Dataset entries
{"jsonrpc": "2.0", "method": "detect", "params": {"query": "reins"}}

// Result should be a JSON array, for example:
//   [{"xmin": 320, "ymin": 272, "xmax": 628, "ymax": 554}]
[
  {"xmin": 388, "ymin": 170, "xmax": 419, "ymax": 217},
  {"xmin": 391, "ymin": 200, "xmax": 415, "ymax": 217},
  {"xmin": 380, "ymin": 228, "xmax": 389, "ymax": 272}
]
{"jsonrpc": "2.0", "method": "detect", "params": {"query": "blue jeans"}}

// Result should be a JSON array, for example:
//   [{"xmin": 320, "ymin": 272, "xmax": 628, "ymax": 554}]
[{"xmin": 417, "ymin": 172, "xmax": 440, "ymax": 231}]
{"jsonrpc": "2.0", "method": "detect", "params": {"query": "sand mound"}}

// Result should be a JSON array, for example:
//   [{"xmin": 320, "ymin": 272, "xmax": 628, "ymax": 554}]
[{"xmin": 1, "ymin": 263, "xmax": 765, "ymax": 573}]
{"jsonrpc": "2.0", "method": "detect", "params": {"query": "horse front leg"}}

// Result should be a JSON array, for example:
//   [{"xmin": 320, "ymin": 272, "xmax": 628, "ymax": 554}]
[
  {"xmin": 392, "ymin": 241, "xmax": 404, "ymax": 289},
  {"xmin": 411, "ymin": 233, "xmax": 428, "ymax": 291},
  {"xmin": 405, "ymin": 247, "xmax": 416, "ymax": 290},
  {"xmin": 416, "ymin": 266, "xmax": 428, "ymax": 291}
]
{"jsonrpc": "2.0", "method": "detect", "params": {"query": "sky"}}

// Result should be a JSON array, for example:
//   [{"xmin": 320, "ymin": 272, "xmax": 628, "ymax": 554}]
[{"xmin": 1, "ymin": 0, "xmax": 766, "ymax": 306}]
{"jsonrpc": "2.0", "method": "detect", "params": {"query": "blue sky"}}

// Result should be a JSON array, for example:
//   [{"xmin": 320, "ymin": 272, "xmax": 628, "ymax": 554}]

==

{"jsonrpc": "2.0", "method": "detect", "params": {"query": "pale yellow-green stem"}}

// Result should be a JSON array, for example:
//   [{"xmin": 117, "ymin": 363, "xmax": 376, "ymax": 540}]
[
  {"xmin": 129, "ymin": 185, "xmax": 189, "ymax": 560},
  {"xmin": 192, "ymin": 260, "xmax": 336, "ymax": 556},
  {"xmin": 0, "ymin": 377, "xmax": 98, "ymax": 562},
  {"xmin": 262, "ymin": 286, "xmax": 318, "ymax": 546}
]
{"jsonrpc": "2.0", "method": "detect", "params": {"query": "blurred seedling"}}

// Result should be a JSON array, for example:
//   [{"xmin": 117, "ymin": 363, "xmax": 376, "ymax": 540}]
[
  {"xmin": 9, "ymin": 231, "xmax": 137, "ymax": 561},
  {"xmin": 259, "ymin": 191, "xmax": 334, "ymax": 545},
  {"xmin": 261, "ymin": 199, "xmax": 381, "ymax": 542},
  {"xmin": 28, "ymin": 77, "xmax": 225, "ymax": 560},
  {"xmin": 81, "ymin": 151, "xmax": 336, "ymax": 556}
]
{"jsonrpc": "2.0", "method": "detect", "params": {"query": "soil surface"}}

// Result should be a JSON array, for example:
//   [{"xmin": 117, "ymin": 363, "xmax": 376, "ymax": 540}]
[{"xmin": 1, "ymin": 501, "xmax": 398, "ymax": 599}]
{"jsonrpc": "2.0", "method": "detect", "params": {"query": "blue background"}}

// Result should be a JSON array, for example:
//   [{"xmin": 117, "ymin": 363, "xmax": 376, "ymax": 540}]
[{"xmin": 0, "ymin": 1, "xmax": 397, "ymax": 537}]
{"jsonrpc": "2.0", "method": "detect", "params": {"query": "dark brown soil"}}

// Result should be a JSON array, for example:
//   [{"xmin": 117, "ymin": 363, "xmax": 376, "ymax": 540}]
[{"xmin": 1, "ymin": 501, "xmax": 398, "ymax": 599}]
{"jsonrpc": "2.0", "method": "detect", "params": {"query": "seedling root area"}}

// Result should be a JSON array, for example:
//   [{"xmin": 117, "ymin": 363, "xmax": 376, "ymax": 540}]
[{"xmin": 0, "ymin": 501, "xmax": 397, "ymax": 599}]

...

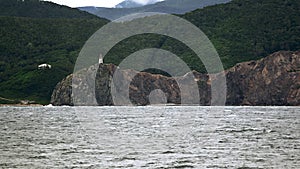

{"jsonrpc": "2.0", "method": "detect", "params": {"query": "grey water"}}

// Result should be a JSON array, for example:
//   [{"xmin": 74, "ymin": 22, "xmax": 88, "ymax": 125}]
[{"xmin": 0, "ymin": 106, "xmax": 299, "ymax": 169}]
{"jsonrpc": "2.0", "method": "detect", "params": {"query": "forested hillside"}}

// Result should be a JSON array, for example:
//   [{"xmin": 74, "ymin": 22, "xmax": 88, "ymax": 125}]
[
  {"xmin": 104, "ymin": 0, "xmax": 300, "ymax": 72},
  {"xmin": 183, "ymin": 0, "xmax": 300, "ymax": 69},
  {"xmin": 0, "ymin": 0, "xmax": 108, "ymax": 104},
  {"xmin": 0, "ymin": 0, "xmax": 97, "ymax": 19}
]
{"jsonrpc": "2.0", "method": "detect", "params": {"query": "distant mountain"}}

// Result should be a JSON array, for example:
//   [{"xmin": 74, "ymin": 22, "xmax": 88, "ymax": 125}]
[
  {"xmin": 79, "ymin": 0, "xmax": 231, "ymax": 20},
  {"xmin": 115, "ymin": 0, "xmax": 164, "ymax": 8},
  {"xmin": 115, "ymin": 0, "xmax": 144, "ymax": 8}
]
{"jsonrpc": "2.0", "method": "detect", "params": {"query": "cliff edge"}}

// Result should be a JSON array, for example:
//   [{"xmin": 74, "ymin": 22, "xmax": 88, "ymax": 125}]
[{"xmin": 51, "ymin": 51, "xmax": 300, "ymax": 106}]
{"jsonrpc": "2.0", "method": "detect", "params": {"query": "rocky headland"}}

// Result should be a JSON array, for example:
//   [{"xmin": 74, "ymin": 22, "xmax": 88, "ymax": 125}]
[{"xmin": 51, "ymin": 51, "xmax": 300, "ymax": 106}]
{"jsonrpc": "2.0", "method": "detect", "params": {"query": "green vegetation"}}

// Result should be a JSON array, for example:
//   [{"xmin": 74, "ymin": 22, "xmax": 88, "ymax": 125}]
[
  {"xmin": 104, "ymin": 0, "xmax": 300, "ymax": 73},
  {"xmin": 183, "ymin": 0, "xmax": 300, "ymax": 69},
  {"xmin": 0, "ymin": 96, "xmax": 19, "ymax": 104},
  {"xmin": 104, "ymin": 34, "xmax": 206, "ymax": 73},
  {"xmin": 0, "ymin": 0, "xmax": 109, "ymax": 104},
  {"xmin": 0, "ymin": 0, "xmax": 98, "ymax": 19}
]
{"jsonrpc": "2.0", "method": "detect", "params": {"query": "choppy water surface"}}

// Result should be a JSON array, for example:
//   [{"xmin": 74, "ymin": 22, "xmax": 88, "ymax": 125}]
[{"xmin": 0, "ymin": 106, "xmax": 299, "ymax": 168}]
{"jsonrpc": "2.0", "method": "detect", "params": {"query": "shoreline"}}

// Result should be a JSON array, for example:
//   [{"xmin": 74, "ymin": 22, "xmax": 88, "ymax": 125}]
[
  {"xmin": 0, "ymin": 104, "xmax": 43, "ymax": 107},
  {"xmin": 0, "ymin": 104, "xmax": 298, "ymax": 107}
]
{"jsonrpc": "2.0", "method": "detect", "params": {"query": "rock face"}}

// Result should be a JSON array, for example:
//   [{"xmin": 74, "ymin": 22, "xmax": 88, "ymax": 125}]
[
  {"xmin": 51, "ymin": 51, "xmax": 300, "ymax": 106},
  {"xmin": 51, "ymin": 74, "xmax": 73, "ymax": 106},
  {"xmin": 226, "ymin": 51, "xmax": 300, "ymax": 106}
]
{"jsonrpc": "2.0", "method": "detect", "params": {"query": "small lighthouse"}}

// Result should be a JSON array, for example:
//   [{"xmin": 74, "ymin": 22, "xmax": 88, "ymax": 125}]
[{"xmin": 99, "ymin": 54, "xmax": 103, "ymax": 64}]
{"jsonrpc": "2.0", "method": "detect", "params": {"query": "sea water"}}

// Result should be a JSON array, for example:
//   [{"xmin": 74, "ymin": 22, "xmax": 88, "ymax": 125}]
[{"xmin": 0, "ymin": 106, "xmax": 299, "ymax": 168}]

**What to work on:**
What lines in the entries contain "surface"? Report each one by copying it.

**Task output:**
{"jsonrpc": "2.0", "method": "detect", "params": {"query": "soil surface"}}
{"jsonrpc": "2.0", "method": "detect", "params": {"query": "choppy water surface"}}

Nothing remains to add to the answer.